● The problem:
Where a line holds the word "yellow", copy it from the records.

● Supplied entries:
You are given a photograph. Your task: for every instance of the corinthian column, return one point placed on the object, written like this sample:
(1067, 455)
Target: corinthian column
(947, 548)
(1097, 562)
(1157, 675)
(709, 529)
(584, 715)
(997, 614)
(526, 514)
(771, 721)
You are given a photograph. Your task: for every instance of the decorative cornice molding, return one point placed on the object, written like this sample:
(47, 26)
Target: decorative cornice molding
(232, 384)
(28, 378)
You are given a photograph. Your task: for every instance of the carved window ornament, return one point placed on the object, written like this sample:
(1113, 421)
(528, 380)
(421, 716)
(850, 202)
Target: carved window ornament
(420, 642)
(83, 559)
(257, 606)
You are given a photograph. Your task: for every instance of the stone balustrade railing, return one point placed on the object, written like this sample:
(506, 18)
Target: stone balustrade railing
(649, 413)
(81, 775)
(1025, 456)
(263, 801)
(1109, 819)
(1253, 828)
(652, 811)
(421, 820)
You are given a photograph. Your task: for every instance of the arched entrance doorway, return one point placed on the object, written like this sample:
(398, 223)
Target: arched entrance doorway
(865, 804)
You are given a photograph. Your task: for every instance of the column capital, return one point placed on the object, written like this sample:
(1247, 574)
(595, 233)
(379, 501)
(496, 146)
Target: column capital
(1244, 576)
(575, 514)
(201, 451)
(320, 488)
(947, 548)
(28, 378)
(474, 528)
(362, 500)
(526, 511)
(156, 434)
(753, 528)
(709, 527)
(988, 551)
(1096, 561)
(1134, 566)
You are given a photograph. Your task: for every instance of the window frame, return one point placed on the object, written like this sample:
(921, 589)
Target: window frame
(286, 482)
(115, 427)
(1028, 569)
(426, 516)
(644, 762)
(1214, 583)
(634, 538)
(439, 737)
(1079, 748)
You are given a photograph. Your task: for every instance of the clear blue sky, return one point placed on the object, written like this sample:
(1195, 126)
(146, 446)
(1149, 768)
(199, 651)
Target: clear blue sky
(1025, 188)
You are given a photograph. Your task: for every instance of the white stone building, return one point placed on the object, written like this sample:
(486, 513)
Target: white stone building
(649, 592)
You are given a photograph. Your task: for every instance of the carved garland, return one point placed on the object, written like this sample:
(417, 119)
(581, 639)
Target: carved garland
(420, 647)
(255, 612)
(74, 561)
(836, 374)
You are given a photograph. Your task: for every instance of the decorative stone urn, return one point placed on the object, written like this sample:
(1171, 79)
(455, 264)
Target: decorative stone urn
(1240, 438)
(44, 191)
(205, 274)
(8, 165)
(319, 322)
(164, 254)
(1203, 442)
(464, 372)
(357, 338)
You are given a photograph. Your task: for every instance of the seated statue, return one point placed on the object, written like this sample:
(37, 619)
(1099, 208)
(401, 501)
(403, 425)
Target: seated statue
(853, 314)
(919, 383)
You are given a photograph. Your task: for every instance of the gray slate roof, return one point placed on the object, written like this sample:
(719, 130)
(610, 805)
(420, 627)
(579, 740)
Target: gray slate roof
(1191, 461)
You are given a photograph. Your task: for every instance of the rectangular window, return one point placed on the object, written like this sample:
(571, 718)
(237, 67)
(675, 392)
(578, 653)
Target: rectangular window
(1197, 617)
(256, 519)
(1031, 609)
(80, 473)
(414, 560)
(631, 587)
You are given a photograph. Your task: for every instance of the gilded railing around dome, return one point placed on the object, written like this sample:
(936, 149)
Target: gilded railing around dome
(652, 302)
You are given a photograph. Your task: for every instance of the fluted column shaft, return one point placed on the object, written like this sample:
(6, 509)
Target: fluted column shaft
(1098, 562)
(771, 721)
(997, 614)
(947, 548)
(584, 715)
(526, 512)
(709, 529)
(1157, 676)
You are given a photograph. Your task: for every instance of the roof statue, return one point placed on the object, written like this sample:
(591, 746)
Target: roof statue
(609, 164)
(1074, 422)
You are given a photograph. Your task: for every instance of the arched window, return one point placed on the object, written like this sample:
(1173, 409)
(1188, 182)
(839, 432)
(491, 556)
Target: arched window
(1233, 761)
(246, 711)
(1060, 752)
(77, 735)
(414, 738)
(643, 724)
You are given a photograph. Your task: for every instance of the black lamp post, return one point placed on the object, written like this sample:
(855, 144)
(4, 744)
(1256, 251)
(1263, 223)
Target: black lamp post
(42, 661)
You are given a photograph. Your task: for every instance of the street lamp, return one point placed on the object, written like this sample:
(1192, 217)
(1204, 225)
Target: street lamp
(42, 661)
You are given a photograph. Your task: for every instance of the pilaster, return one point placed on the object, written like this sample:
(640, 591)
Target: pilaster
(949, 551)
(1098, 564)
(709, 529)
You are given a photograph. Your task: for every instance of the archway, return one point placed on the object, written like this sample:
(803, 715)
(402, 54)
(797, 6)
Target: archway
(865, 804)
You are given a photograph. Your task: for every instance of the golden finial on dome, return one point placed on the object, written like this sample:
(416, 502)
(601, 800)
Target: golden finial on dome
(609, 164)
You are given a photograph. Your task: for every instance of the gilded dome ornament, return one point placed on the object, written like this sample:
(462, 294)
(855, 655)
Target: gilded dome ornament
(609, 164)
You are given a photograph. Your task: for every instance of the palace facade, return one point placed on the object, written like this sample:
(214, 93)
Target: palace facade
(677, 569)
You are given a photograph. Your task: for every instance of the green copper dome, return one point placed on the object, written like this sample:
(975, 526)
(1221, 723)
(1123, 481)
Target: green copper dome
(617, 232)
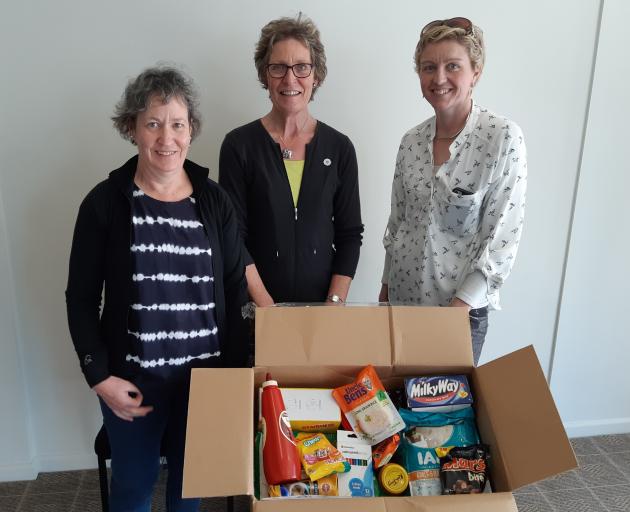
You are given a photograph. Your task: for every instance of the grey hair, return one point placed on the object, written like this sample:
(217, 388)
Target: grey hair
(472, 42)
(163, 81)
(301, 29)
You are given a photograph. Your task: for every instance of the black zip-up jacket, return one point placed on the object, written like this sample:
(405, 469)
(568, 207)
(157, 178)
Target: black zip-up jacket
(296, 250)
(101, 255)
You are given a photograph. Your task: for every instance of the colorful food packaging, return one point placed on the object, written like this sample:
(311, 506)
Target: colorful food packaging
(427, 431)
(393, 479)
(368, 407)
(359, 481)
(440, 393)
(319, 457)
(325, 486)
(383, 452)
(311, 409)
(464, 470)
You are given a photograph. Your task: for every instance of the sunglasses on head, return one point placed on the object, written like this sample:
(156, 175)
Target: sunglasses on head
(463, 23)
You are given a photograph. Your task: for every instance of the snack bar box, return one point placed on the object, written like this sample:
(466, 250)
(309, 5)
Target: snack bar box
(326, 347)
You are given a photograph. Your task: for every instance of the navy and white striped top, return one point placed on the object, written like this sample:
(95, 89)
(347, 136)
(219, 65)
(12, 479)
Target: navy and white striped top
(172, 321)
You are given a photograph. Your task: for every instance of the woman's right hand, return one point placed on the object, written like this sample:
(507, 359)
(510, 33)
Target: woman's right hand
(383, 296)
(122, 397)
(256, 287)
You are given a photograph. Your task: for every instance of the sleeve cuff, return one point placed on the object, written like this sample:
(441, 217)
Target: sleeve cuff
(474, 290)
(386, 267)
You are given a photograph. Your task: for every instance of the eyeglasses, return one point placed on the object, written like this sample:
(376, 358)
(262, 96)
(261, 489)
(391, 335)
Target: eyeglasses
(301, 70)
(463, 23)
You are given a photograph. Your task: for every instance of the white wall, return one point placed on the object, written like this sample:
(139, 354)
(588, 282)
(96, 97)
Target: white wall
(590, 377)
(66, 64)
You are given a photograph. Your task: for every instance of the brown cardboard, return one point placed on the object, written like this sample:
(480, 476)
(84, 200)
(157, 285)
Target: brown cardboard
(326, 347)
(496, 502)
(323, 335)
(219, 453)
(431, 339)
(525, 422)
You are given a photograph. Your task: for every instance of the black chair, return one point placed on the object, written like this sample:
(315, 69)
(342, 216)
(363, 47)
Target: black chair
(104, 453)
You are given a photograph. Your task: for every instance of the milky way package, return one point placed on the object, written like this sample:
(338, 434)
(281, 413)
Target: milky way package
(439, 393)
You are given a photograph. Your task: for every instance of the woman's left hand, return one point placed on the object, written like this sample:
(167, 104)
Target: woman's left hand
(459, 303)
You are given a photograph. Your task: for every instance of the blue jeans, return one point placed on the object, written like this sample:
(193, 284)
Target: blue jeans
(136, 444)
(478, 329)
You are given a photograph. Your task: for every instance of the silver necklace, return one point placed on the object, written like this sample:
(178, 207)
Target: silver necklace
(457, 134)
(287, 154)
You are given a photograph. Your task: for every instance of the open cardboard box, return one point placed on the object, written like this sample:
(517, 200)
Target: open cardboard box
(326, 347)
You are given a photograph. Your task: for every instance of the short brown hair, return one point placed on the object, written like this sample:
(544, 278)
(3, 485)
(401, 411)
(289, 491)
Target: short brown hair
(164, 81)
(471, 40)
(301, 29)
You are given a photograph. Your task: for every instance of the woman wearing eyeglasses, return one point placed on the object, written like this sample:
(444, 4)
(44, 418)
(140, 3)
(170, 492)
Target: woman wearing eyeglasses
(293, 179)
(458, 194)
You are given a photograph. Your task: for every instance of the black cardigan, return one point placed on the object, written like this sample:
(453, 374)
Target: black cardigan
(296, 251)
(101, 255)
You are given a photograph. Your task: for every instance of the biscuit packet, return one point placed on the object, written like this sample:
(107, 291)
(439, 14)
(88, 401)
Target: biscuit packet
(319, 457)
(368, 407)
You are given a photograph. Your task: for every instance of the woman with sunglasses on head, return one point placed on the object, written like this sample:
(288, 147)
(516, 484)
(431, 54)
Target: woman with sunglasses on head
(459, 184)
(293, 179)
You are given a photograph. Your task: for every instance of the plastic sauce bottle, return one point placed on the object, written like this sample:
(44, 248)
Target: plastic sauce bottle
(281, 461)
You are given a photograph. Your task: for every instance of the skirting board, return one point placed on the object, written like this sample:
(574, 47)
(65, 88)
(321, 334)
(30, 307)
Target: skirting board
(597, 427)
(14, 472)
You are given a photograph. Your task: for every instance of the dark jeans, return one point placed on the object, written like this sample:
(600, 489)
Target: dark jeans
(136, 446)
(478, 330)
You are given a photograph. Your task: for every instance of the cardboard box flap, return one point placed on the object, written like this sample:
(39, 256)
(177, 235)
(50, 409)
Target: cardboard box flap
(220, 432)
(323, 335)
(320, 504)
(431, 337)
(524, 420)
(495, 502)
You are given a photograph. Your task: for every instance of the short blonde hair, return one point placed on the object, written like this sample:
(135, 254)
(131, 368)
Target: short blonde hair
(471, 40)
(301, 29)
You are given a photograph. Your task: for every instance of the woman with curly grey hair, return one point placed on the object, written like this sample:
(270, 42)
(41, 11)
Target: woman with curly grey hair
(458, 195)
(162, 240)
(293, 179)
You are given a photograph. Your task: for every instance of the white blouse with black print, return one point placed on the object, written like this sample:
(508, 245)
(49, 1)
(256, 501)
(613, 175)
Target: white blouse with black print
(454, 232)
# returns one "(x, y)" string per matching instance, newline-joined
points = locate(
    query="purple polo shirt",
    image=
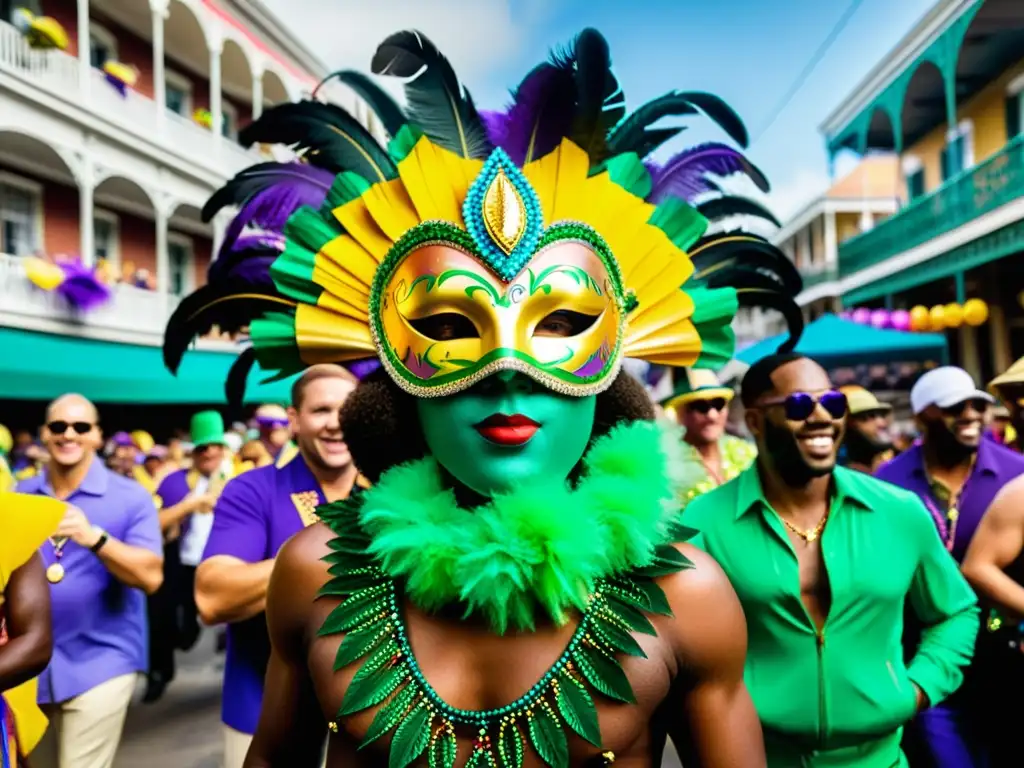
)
(993, 468)
(98, 623)
(254, 516)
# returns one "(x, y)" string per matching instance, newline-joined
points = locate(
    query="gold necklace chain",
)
(808, 536)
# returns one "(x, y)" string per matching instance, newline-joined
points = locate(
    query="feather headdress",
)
(564, 163)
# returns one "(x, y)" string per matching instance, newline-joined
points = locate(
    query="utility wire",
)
(809, 68)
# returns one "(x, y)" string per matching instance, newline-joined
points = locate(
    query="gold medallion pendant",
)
(54, 573)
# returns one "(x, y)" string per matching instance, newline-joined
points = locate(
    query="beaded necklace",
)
(371, 617)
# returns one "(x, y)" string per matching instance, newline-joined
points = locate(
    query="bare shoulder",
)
(708, 629)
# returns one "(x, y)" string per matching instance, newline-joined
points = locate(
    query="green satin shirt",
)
(841, 696)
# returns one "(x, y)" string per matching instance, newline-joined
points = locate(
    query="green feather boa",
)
(539, 546)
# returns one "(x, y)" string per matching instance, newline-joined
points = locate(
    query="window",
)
(180, 258)
(177, 93)
(19, 216)
(102, 45)
(229, 120)
(105, 240)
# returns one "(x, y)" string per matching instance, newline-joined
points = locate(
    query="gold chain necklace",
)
(808, 536)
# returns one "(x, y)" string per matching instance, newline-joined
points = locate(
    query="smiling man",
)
(256, 513)
(956, 473)
(822, 559)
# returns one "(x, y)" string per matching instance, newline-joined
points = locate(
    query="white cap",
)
(944, 387)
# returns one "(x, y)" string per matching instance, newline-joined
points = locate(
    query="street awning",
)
(40, 367)
(837, 343)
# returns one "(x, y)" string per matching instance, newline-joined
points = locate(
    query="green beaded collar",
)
(370, 616)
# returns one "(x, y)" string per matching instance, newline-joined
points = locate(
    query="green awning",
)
(836, 343)
(40, 367)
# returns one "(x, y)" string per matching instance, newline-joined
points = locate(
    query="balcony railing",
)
(133, 312)
(57, 73)
(992, 183)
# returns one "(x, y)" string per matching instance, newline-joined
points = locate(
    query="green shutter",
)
(1014, 107)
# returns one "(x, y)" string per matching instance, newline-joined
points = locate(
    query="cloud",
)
(477, 36)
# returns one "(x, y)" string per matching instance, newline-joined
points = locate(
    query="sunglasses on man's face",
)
(59, 427)
(706, 407)
(800, 406)
(979, 404)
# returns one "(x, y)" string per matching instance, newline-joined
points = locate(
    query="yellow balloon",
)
(952, 315)
(919, 318)
(975, 311)
(43, 273)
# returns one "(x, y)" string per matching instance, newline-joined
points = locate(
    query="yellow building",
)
(947, 102)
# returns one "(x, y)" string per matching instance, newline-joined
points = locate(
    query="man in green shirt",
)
(823, 559)
(700, 404)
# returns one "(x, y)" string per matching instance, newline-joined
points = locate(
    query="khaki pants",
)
(85, 731)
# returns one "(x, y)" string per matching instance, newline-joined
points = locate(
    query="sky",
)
(750, 52)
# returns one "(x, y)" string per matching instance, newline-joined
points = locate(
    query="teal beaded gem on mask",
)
(503, 214)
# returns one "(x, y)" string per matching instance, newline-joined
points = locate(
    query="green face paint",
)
(472, 437)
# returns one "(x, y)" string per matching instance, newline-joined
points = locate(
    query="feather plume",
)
(328, 136)
(685, 175)
(437, 101)
(728, 205)
(385, 108)
(600, 102)
(542, 111)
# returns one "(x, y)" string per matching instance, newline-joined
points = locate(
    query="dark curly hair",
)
(382, 427)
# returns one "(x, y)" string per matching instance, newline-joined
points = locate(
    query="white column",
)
(159, 78)
(83, 48)
(257, 94)
(85, 213)
(216, 109)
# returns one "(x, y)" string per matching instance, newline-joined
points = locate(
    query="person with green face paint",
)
(515, 588)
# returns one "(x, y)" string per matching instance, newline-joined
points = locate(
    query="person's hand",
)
(204, 503)
(76, 526)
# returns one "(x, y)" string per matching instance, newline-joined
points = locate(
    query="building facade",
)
(88, 171)
(947, 103)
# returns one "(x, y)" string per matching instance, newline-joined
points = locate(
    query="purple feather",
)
(81, 288)
(685, 176)
(542, 113)
(496, 124)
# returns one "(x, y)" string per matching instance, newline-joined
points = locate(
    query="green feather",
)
(604, 674)
(578, 710)
(411, 738)
(373, 689)
(679, 221)
(357, 644)
(510, 747)
(390, 714)
(549, 738)
(443, 751)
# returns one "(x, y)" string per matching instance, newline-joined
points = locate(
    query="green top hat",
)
(695, 384)
(207, 428)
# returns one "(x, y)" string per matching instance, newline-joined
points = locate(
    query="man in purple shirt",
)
(956, 473)
(254, 516)
(105, 554)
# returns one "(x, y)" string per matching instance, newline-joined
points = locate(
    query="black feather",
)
(721, 113)
(438, 103)
(600, 102)
(385, 108)
(238, 377)
(632, 133)
(728, 205)
(328, 135)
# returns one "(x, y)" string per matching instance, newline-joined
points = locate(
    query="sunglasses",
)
(978, 403)
(800, 406)
(706, 407)
(59, 427)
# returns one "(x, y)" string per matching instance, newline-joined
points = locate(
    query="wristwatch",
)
(103, 538)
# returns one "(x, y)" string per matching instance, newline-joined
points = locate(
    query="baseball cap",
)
(945, 386)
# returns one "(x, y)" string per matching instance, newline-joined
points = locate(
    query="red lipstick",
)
(508, 430)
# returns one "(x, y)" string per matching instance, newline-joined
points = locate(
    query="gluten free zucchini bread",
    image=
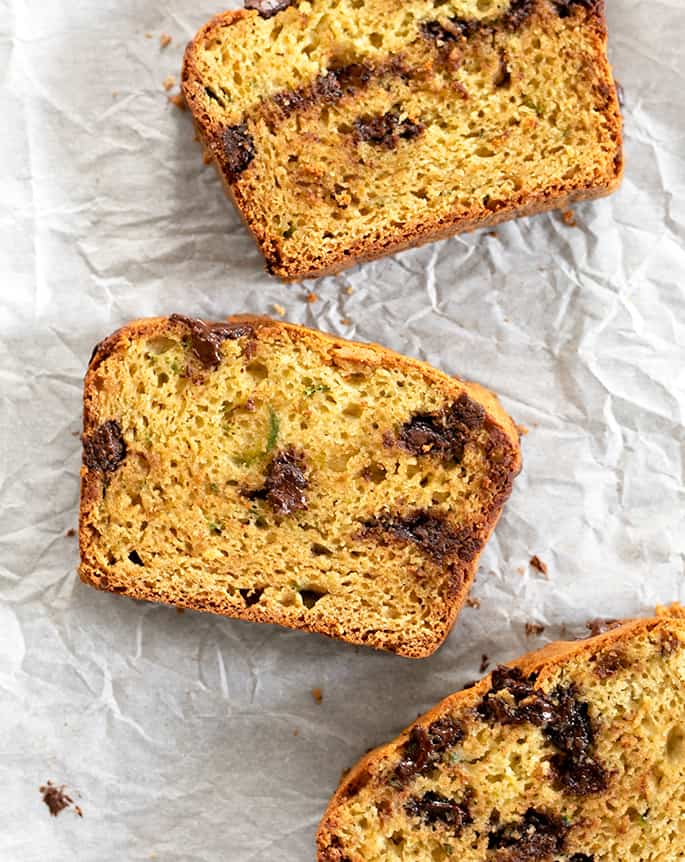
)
(575, 753)
(349, 129)
(266, 471)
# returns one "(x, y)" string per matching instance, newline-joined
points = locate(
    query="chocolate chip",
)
(564, 721)
(432, 532)
(435, 808)
(206, 338)
(268, 8)
(608, 663)
(425, 747)
(238, 149)
(285, 484)
(444, 434)
(537, 836)
(105, 449)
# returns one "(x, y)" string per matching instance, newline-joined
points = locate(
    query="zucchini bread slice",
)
(575, 753)
(349, 129)
(269, 472)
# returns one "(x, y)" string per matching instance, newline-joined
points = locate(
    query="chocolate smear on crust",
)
(537, 836)
(105, 449)
(57, 799)
(563, 719)
(444, 434)
(268, 8)
(238, 149)
(206, 338)
(432, 532)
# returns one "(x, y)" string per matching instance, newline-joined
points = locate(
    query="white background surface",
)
(177, 730)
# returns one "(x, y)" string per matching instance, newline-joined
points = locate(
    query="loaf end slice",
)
(575, 753)
(272, 473)
(348, 130)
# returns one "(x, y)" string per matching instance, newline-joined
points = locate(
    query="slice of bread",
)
(269, 472)
(573, 753)
(349, 129)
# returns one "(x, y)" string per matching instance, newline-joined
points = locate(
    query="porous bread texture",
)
(348, 129)
(580, 757)
(269, 472)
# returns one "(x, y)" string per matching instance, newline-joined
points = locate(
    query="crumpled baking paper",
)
(191, 737)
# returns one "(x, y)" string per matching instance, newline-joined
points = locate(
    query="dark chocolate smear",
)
(206, 338)
(386, 130)
(432, 532)
(268, 8)
(444, 434)
(562, 717)
(536, 837)
(239, 149)
(426, 746)
(285, 484)
(105, 449)
(434, 808)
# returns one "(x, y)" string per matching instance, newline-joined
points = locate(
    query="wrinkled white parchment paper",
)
(189, 737)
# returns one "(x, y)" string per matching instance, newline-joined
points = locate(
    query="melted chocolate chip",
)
(565, 7)
(385, 130)
(238, 148)
(206, 338)
(425, 747)
(608, 663)
(536, 837)
(268, 8)
(434, 808)
(564, 721)
(443, 434)
(432, 532)
(105, 449)
(285, 484)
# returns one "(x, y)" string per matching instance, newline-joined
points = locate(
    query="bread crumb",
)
(178, 101)
(536, 563)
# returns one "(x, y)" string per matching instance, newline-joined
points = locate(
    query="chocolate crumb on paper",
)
(536, 563)
(57, 799)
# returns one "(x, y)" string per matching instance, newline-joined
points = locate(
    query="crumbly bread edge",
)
(542, 662)
(342, 350)
(411, 236)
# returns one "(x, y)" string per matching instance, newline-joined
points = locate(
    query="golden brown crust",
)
(333, 351)
(542, 663)
(517, 205)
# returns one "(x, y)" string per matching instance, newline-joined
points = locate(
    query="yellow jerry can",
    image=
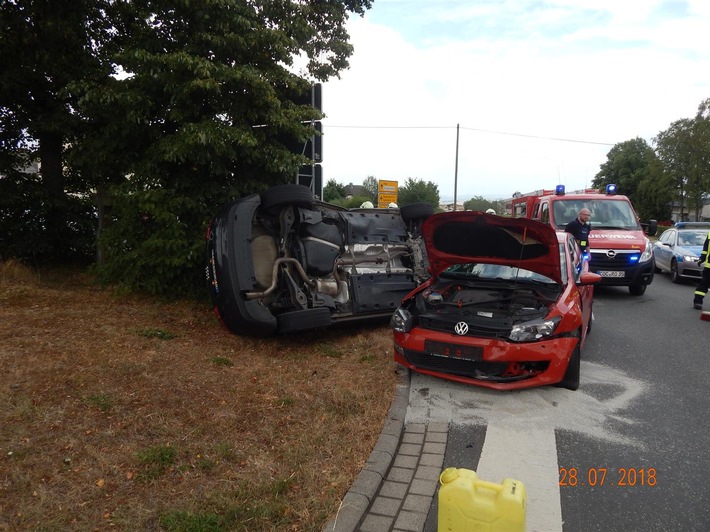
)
(468, 504)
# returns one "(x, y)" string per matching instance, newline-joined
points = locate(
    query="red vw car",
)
(508, 304)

● Task answer:
    query="yellow balloon",
    query="yellow building",
    query="yellow jerry can",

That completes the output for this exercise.